[[ Excerpted records open ]]

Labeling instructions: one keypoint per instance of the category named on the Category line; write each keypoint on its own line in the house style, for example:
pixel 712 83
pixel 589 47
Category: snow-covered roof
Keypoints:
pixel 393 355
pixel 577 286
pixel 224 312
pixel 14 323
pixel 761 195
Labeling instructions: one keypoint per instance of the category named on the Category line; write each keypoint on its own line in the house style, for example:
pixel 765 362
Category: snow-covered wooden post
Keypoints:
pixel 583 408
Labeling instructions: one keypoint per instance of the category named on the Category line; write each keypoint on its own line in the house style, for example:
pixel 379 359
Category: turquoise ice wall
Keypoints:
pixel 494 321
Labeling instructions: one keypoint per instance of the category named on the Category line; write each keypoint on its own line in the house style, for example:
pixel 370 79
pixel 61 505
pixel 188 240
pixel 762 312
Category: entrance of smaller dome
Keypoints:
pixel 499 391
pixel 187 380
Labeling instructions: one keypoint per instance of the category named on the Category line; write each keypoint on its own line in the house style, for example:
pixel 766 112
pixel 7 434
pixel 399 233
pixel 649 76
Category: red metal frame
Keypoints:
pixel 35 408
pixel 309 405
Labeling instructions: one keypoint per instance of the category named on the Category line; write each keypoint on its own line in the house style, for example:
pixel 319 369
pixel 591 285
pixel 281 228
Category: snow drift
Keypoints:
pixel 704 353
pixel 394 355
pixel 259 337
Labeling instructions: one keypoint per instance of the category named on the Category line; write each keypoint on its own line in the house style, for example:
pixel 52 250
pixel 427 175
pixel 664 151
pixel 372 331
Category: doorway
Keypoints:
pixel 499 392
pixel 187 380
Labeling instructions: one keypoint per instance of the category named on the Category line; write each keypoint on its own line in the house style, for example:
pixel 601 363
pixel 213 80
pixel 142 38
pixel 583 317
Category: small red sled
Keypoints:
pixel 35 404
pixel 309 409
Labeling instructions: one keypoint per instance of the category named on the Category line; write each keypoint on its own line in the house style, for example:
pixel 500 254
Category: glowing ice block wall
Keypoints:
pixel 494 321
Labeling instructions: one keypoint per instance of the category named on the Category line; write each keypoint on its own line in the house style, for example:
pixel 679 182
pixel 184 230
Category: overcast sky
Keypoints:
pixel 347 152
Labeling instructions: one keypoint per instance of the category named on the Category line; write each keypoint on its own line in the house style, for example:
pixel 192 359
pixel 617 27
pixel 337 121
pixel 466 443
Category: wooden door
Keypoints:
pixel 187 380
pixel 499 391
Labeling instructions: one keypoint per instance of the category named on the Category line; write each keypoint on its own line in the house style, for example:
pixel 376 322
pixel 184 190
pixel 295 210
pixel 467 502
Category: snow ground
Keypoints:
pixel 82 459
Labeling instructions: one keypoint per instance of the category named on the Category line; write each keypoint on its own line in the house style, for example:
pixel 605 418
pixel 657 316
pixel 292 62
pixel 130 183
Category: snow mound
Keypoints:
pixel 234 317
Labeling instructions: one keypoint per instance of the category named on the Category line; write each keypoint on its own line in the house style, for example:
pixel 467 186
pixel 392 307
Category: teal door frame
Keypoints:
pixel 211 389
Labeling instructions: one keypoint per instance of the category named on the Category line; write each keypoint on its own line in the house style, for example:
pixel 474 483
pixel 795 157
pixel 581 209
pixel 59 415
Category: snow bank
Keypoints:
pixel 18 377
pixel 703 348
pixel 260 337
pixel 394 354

[[ Excerpted records closed ]]
[[ Excerpted records open ]]

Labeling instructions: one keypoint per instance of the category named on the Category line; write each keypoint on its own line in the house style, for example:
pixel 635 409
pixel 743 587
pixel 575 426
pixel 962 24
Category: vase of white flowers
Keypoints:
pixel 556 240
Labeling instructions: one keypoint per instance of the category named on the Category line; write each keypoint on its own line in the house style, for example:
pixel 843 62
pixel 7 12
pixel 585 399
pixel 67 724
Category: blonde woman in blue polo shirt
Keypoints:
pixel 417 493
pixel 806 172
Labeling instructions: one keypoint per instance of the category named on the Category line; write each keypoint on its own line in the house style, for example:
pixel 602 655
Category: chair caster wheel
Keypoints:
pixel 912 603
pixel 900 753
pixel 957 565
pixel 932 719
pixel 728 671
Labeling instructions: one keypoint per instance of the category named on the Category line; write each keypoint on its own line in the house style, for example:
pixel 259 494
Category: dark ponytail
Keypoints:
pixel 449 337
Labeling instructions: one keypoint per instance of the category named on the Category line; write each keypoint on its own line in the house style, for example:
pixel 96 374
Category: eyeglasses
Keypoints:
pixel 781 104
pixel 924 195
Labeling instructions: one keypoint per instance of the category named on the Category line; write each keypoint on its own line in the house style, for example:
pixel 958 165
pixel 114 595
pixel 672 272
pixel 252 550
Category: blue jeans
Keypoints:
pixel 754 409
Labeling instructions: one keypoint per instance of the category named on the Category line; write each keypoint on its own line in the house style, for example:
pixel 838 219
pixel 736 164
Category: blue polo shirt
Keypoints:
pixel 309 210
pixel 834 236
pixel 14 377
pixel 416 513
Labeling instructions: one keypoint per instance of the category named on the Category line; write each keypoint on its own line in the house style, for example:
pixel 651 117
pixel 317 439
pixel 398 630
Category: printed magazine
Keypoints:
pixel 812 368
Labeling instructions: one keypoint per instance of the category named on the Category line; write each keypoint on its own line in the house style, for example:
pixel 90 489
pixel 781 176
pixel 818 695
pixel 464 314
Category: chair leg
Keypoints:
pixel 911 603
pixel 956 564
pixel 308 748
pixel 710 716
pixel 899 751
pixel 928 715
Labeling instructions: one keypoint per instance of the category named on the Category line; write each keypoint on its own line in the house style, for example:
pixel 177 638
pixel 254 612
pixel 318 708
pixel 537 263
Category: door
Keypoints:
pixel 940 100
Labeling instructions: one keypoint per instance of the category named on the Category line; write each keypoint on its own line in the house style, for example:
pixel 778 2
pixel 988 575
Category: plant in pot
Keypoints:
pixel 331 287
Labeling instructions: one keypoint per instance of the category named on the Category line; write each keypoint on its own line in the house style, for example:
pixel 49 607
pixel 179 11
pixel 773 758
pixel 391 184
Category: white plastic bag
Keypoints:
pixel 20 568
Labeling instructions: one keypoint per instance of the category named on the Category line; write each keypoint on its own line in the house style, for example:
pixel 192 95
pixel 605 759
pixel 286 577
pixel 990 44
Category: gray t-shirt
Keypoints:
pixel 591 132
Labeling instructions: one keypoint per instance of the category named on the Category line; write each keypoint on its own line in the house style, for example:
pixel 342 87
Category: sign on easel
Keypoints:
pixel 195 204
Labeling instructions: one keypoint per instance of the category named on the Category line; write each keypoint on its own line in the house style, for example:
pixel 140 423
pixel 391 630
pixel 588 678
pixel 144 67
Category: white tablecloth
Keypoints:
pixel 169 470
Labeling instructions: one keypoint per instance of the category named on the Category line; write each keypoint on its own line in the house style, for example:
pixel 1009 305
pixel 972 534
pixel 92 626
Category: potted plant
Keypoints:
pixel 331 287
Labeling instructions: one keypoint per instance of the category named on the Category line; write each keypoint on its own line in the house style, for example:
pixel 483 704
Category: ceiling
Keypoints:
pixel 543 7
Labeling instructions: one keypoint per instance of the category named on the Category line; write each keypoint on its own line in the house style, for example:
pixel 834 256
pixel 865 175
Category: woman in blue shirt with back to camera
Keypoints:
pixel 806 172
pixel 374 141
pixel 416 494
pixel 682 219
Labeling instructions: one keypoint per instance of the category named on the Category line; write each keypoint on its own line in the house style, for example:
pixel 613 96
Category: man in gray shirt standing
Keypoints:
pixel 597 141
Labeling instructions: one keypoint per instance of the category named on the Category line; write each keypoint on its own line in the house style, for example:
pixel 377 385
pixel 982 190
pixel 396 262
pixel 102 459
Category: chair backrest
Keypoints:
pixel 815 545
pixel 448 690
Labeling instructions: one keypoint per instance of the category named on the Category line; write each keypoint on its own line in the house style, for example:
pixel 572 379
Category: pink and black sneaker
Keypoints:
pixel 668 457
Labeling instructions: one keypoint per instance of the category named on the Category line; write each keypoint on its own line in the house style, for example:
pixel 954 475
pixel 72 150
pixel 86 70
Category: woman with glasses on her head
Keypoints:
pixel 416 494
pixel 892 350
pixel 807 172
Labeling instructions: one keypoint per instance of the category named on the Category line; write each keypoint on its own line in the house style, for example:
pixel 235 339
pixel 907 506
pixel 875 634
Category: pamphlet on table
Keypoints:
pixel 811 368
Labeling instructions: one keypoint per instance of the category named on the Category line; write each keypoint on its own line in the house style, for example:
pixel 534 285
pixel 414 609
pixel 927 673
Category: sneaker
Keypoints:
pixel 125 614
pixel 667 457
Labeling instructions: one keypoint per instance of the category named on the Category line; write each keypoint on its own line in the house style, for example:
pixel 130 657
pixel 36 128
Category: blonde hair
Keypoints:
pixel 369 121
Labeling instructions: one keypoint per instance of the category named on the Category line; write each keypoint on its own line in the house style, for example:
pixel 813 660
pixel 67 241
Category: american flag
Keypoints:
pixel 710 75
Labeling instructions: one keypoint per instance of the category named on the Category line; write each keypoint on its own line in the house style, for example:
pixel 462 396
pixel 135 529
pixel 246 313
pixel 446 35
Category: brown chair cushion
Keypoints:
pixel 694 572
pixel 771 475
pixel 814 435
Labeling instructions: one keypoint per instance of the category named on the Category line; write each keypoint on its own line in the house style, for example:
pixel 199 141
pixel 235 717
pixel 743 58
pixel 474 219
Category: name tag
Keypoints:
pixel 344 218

[[ Excerpted records closed ]]
[[ Excerpted records open ]]

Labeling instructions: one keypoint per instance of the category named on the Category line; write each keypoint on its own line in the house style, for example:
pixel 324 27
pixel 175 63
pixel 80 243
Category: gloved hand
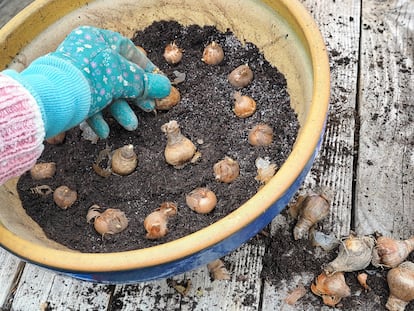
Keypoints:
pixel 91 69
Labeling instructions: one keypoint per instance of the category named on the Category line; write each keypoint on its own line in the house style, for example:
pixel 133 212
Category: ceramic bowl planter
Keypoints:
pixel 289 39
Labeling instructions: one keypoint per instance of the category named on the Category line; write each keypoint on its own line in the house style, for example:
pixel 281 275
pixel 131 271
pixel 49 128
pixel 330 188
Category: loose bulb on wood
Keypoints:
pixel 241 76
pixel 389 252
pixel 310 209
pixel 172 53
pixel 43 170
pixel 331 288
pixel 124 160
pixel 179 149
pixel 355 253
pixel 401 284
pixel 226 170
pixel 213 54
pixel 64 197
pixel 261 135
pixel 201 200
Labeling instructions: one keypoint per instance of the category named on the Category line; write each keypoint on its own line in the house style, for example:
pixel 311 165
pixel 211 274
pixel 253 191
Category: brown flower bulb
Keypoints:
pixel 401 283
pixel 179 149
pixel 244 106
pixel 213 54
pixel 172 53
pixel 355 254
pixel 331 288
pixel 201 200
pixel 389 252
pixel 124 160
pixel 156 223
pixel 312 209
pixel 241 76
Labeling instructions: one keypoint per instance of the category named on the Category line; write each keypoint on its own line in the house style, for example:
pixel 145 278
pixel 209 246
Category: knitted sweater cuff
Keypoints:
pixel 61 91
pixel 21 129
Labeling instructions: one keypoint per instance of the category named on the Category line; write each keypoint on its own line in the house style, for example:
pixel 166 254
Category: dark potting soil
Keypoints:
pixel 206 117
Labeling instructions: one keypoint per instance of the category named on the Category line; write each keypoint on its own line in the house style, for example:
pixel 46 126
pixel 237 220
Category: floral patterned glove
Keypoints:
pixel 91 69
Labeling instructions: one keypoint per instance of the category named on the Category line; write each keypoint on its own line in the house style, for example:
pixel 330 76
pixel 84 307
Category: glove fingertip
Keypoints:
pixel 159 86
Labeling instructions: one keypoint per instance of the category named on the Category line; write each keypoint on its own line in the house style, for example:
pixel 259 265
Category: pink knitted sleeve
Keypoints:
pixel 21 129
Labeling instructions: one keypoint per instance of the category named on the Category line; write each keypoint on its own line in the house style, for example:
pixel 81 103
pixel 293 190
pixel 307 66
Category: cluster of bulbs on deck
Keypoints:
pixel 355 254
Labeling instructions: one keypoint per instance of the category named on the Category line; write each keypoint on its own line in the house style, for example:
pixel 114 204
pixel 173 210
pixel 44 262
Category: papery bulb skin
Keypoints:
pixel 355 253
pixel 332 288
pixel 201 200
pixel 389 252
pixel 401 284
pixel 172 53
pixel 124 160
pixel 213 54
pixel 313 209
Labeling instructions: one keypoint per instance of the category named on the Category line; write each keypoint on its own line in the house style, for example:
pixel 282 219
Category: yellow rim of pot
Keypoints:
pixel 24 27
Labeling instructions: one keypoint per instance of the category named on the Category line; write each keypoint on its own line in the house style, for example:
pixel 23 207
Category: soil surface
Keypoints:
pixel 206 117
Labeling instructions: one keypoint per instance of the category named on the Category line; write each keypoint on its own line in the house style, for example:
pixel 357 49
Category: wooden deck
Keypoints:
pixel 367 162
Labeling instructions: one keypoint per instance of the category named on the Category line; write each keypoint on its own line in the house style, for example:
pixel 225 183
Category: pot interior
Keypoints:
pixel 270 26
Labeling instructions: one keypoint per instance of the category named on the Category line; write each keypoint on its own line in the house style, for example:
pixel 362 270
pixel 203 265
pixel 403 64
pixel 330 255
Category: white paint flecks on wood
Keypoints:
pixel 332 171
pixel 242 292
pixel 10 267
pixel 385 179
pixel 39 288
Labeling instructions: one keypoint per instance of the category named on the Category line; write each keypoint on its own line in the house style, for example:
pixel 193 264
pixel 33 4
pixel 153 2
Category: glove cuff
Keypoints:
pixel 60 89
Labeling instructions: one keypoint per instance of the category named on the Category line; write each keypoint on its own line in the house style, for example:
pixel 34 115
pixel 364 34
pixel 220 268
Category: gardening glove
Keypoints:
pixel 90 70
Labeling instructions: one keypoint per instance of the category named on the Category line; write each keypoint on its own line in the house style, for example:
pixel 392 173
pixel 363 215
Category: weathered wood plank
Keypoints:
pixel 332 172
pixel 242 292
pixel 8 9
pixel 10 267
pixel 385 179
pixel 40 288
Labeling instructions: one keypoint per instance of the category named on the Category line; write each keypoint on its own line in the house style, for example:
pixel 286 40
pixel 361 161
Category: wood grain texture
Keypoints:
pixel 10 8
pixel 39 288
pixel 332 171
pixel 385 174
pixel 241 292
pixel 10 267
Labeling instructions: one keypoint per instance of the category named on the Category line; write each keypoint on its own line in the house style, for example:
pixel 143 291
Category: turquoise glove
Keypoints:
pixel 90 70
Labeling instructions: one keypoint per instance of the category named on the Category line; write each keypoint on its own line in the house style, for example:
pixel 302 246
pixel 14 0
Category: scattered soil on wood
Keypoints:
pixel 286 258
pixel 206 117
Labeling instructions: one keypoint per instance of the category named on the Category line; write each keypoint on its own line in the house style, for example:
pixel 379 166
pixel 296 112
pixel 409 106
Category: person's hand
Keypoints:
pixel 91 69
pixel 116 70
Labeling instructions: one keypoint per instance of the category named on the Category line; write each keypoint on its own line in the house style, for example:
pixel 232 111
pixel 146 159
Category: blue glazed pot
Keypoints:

[[ Excerpted records closed ]]

Task prompt:
List the lines of the entries that include "wall".

Solution to the exercise:
Category: turquoise ice wall
Category: glowing ice block wall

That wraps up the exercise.